> _Segmentation annotation records_
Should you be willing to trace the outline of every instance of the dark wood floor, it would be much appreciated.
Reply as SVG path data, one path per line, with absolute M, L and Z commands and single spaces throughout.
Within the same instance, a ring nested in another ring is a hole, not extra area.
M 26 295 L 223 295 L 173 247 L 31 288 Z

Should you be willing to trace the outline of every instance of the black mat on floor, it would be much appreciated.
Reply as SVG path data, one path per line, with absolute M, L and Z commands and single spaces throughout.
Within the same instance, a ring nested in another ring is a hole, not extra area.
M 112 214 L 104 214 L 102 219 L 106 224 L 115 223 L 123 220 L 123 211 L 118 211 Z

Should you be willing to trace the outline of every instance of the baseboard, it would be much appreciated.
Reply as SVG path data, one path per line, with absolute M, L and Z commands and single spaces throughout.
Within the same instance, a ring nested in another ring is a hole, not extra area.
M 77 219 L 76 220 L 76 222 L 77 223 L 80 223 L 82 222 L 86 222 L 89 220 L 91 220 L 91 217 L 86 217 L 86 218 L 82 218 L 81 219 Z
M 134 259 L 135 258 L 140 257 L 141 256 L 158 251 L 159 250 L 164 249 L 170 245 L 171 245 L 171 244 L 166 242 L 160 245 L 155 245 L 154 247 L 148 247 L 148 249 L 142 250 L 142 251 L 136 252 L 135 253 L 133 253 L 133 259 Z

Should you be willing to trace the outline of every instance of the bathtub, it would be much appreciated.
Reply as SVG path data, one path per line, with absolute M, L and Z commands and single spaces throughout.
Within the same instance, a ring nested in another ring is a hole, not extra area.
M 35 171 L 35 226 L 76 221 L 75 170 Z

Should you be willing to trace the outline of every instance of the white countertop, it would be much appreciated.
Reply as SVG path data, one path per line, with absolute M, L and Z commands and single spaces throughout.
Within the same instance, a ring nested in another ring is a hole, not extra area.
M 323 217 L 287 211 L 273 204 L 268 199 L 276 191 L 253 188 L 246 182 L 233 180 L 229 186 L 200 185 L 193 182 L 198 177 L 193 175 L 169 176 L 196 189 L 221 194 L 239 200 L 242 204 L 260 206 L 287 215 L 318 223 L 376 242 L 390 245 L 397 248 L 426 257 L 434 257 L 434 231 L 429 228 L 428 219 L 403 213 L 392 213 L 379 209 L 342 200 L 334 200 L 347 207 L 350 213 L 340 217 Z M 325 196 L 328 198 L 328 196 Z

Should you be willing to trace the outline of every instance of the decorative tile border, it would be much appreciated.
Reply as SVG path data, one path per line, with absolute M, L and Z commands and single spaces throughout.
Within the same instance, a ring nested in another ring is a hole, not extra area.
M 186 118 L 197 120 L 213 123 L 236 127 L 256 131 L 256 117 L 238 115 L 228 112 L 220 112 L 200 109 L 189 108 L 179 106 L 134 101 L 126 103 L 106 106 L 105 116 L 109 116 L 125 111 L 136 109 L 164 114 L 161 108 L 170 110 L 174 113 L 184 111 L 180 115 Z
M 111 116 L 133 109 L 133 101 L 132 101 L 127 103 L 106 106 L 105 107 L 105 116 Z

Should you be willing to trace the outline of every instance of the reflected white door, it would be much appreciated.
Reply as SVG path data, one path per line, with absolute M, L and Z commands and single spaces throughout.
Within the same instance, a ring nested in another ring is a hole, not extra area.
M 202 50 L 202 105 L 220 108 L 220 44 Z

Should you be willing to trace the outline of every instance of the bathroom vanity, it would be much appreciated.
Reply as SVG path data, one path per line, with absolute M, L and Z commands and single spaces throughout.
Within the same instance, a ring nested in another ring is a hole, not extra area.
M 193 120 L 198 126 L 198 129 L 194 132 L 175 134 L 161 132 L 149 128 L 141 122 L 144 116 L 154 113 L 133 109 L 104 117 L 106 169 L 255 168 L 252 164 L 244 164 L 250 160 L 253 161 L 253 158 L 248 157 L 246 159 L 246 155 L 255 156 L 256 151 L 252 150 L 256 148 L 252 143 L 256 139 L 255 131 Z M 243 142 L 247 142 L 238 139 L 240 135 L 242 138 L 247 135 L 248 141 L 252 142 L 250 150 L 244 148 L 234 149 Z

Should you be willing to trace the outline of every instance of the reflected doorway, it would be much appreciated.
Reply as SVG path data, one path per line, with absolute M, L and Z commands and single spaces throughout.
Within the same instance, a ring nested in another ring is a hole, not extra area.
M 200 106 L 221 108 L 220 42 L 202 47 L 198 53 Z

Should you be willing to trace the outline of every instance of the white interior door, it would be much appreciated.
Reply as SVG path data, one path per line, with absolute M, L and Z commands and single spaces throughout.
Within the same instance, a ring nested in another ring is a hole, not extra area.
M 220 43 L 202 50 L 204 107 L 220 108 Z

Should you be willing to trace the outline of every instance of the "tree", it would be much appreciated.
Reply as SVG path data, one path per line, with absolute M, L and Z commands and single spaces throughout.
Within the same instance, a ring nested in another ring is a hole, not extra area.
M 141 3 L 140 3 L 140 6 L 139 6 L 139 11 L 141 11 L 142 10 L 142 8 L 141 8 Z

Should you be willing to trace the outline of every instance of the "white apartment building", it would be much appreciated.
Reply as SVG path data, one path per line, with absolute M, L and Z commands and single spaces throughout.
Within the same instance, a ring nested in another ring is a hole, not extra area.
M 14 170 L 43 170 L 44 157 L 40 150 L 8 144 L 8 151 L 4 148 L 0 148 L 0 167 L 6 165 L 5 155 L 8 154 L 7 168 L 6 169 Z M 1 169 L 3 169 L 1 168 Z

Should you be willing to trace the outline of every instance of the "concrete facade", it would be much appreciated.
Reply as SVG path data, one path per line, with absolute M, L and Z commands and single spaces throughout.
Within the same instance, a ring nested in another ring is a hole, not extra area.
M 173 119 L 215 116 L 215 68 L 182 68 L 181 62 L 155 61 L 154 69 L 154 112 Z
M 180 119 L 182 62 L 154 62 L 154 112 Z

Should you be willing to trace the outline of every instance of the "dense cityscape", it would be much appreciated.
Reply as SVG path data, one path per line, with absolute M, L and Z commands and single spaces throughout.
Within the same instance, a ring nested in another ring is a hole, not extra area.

> _Aim_
Reproduce all of the data above line for line, changing nothing.

> _Answer_
Should you be willing to trace the outline of every instance of the dark wood floor, it would be much appreciated.
Reply as SVG path data, one path per line, with absolute M, L and Z commands and single spaces throughout.
Within the same instance, a ring nested in another ring is a hole, not extra area.
M 26 295 L 223 295 L 173 247 L 31 288 Z

Should you be willing to trace the outline of every instance of the black mat on floor, it would be much appreciated.
Reply as SVG path data, one path per line, with absolute M, L and Z commands and single spaces throughout.
Within the same instance, a ring nested in another ring is a hole, not extra area.
M 112 214 L 104 214 L 102 219 L 106 224 L 115 223 L 123 220 L 123 211 L 118 211 Z

Should you be willing to trace the outline of every instance of the baseboard, it would be much appreciated.
Reply as SVG path data, one path per line, with absolute M, L and Z commands and single spaces throughout.
Within the same instance, a ring nested in another ring is a hole, not extra area.
M 77 219 L 76 220 L 76 222 L 77 223 L 80 223 L 82 222 L 86 222 L 89 220 L 91 220 L 91 217 L 86 217 L 86 218 L 82 218 L 81 219 Z
M 134 259 L 135 258 L 140 257 L 141 256 L 158 251 L 159 250 L 164 249 L 170 245 L 171 245 L 171 244 L 166 242 L 160 245 L 155 245 L 154 247 L 148 247 L 148 249 L 142 250 L 142 251 L 136 252 L 135 253 L 133 253 L 133 259 Z

Should you be willing to trace the outline of every instance of the bathtub, it would be much appreciated.
Reply as SVG path data, one path per line, with absolute M, L and Z commands and single spaces throughout.
Within the same instance, a ring nested in another ring is a hole, not extra area.
M 35 171 L 35 226 L 76 221 L 75 170 Z

Should you be willing to trace the outline of every instance of the white countertop, it would be much appreciated.
Reply as SVG path data, one path per line, with absolute M, L and Z commands and single spaces throughout.
Within the same instance, a ring nested in another ring is a hole, not extra area.
M 323 217 L 287 211 L 273 204 L 268 199 L 276 191 L 253 188 L 246 182 L 233 180 L 229 186 L 200 185 L 193 182 L 198 177 L 193 175 L 169 176 L 196 189 L 221 194 L 239 200 L 242 204 L 260 206 L 287 215 L 318 223 L 376 242 L 390 245 L 397 248 L 426 257 L 434 257 L 434 231 L 429 228 L 428 219 L 403 213 L 392 213 L 379 209 L 342 200 L 334 200 L 347 207 L 350 213 L 340 217 Z M 325 196 L 328 198 L 328 196 Z

Should you be willing to trace the outline of every instance of the decorative tile border, it would be much appreciated.
Reply as SVG path data, one path per line, with absolute M, L and Z commands and single spaces throughout.
Within the same instance, a ring nested in another ring is a hole, not extra area.
M 186 118 L 197 120 L 213 123 L 236 127 L 256 131 L 256 117 L 238 115 L 228 112 L 220 112 L 200 109 L 189 108 L 179 106 L 134 101 L 126 103 L 106 106 L 105 116 L 109 116 L 125 111 L 136 109 L 164 114 L 161 108 L 170 110 L 174 113 L 184 111 L 180 115 Z
M 111 116 L 133 109 L 133 101 L 132 101 L 127 103 L 106 106 L 105 107 L 105 116 Z

Should you be willing to trace the outline of every instance of the reflected white door, it would be much appreciated.
Reply as SVG path data, one path per line, with absolute M, L and Z commands and single spaces throughout.
Within the same instance, a ring nested in another ring is a hole, not extra area.
M 202 50 L 202 105 L 220 108 L 220 44 Z

Should you be willing to trace the outline of every instance of the bathroom vanity, it would be much appreciated.
Reply as SVG path data, one path per line, with absolute M, L and Z commands and single spaces throughout.
Within the same instance, a ring nested in another ring is a hole, not extra area.
M 193 120 L 198 126 L 198 129 L 194 132 L 175 134 L 161 132 L 149 128 L 141 122 L 144 116 L 154 113 L 133 109 L 104 117 L 106 169 L 255 168 L 252 164 L 244 164 L 250 160 L 253 161 L 253 158 L 248 157 L 246 159 L 246 155 L 255 156 L 256 151 L 252 150 L 256 148 L 252 143 L 256 139 L 255 131 Z M 243 142 L 247 142 L 238 139 L 240 135 L 242 138 L 247 135 L 248 141 L 252 142 L 250 150 L 244 148 L 234 149 Z

Should you be willing to trace the outline of every instance of the reflected doorway, it would be much appreciated.
Reply as SVG path data, one path per line, with absolute M, L and Z commands and single spaces throughout.
Within the same instance, a ring nested in another ring is a hole, not extra area.
M 200 106 L 221 108 L 220 42 L 202 47 L 198 53 Z

Should you be willing to trace the outline of every instance of the white interior door, it would be much appreciated.
Reply as SVG path data, one path per line, with absolute M, L and Z commands and single spaces throughout.
Within the same instance, a ring nested in another ring is a hole, not extra area.
M 220 43 L 202 50 L 204 107 L 220 108 Z

Should you be willing to trace the outline of every instance of the "tree", it would be much appreciated.
Reply as SVG path data, one path per line, with absolute M, L and Z commands and single spaces throughout.
Within the same instance, a ring nested in another ring is a hole, not extra area.
M 141 3 L 140 3 L 140 6 L 139 6 L 139 11 L 141 11 L 142 10 L 142 8 L 141 8 Z

Should you be willing to trace the outline of every instance of the "white apartment building", it would be much appreciated.
Reply as SVG path data, one path per line, with absolute M, L and Z commands and single spaces throughout.
Within the same instance, a ring nested in another ring is a hole, not extra area.
M 14 170 L 43 170 L 44 157 L 40 150 L 8 144 L 8 151 L 4 148 L 0 148 L 0 167 L 6 165 L 5 155 L 8 154 L 7 168 L 6 169 Z M 1 169 L 3 169 L 1 168 Z

Should you be willing to trace the outline of every instance of the "concrete facade", it would be much appreciated.
Reply as SVG path data, one path per line, with absolute M, L and Z commands and single spaces throughout.
Within the same instance, a ring nested in another ring is a hole, not extra area.
M 173 119 L 215 116 L 215 68 L 182 68 L 181 62 L 155 61 L 154 69 L 154 112 Z
M 180 119 L 182 62 L 154 62 L 154 112 Z

Should you be willing to trace the outline of every instance of the "dense cityscape", it would be much appreciated.
Reply as SVG path data, one path per line, with absolute M, L and Z commands and single spaces throughout.
Within the same instance, a ring nested in another ring is a hole, not extra area.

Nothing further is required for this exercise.